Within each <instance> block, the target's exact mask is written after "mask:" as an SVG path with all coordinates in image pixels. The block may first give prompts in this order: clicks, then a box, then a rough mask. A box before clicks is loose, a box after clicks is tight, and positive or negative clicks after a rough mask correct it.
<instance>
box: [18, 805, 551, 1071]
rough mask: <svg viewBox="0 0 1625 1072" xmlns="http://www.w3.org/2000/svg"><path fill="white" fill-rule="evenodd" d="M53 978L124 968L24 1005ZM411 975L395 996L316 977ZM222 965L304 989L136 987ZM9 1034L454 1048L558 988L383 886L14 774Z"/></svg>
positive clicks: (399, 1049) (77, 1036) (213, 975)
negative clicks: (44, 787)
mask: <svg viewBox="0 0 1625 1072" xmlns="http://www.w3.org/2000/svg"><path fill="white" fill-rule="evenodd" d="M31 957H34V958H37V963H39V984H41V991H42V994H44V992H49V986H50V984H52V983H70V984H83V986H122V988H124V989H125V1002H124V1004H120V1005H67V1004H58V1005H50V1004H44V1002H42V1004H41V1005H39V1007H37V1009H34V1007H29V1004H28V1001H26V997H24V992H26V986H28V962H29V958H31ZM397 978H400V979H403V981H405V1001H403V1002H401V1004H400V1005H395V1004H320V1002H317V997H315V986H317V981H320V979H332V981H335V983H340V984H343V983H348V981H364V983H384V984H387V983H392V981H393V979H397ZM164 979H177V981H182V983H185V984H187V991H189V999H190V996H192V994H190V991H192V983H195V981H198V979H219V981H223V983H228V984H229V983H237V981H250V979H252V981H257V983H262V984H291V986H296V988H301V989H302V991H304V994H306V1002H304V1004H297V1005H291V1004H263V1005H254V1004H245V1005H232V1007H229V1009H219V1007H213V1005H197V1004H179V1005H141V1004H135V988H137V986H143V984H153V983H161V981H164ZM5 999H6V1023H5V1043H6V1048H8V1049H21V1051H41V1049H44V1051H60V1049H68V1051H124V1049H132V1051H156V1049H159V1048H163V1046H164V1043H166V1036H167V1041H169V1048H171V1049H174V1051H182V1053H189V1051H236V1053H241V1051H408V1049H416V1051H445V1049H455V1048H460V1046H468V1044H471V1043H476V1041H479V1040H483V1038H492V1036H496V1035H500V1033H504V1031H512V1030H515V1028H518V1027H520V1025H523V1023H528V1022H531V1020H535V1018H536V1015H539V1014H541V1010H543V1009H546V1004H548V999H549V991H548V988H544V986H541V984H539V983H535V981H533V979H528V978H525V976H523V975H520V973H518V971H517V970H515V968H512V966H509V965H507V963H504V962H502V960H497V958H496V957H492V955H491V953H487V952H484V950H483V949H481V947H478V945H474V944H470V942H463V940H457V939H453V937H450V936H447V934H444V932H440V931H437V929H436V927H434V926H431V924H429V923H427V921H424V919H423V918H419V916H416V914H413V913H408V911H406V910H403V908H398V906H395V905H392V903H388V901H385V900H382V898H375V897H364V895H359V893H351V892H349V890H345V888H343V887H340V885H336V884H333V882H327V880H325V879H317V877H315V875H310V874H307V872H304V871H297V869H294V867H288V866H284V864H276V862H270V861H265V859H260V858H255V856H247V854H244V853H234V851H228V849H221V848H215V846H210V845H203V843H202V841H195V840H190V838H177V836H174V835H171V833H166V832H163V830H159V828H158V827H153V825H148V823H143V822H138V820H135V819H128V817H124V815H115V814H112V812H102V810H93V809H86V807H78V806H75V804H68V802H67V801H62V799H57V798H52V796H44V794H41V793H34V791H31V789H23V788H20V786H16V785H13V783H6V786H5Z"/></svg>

== ASSIGNMENT ==
Retype all of the material above with every character intact.

== SOLUTION FOR THIS EXERCISE ==
Within each <instance> block, the target's exact mask is written after "mask:" as an SVG path with all coordinates in image pixels. The block may first give prompts in this order: clicks, then a box, then a rough mask. A box before clicks is loose, a box after clicks is tight, and positive or negative clicks after a rough mask correct it.
<instance>
box: [18, 805, 551, 1071]
rough mask: <svg viewBox="0 0 1625 1072" xmlns="http://www.w3.org/2000/svg"><path fill="white" fill-rule="evenodd" d="M53 978L124 968L24 1005ZM411 975L395 996L316 977ZM222 965L304 989L136 987ZM9 1034L454 1048L558 988L383 886L14 774Z"/></svg>
positive clicks: (399, 1049) (77, 1036) (213, 975)
negative clicks: (44, 787)
mask: <svg viewBox="0 0 1625 1072" xmlns="http://www.w3.org/2000/svg"><path fill="white" fill-rule="evenodd" d="M31 957H34V958H37V963H39V984H41V991H42V994H44V992H49V986H50V984H52V983H70V984H83V986H122V988H124V989H125V1002H124V1004H120V1005H67V1004H58V1005H50V1004H44V1002H42V1004H41V1005H39V1007H37V1009H34V1007H29V1004H28V1001H26V997H24V992H26V986H28V962H29V958H31ZM397 978H400V979H403V981H405V1001H403V1002H401V1004H400V1005H395V1004H320V1002H317V997H315V986H317V981H320V979H332V981H335V983H340V984H343V983H348V981H364V983H384V984H387V983H392V981H393V979H397ZM164 979H177V981H182V983H185V984H187V991H189V999H190V996H192V994H190V991H192V983H195V981H198V979H219V981H223V983H228V984H229V983H237V981H250V979H252V981H257V983H262V984H291V986H296V988H301V989H302V991H304V994H306V1002H304V1004H297V1005H291V1004H263V1005H254V1004H245V1005H232V1007H229V1009H219V1007H213V1005H197V1004H179V1005H141V1004H135V988H137V986H143V984H153V983H161V981H164ZM5 999H6V1023H5V1043H6V1048H8V1049H21V1051H41V1049H44V1051H60V1049H68V1051H124V1049H132V1051H156V1049H159V1048H163V1046H164V1043H166V1036H167V1041H169V1048H171V1049H174V1051H182V1053H189V1051H236V1053H241V1051H408V1049H416V1051H445V1049H455V1048H460V1046H468V1044H471V1043H476V1041H479V1040H483V1038H492V1036H496V1035H500V1033H504V1031H512V1030H515V1028H518V1027H520V1025H523V1023H528V1022H531V1020H535V1018H536V1015H539V1014H541V1010H543V1009H546V1004H548V999H549V991H548V988H544V986H541V984H539V983H535V981H533V979H528V978H525V976H523V975H520V973H518V971H517V970H515V968H512V966H509V965H507V963H504V962H502V960H497V958H496V957H492V955H491V953H487V952H484V950H483V949H481V947H478V945H474V944H470V942H463V940H457V939H453V937H450V936H447V934H444V932H440V931H437V929H436V927H434V926H431V924H429V923H427V921H424V919H423V918H419V916H416V914H413V913H408V911H406V910H403V908H398V906H395V905H392V903H388V901H385V900H382V898H375V897H364V895H359V893H351V892H349V890H345V888H343V887H340V885H336V884H333V882H327V880H325V879H317V877H315V875H310V874H307V872H304V871H297V869H294V867H288V866H284V864H276V862H270V861H265V859H260V858H255V856H247V854H244V853H234V851H228V849H221V848H215V846H210V845H203V843H202V841H195V840H190V838H177V836H174V835H171V833H166V832H163V830H159V828H158V827H153V825H148V823H143V822H138V820H135V819H128V817H124V815H115V814H112V812H102V810H93V809H86V807H78V806H75V804H68V802H67V801H62V799H57V798H52V796H44V794H41V793H34V791H31V789H23V788H20V786H16V785H13V783H6V786H5Z"/></svg>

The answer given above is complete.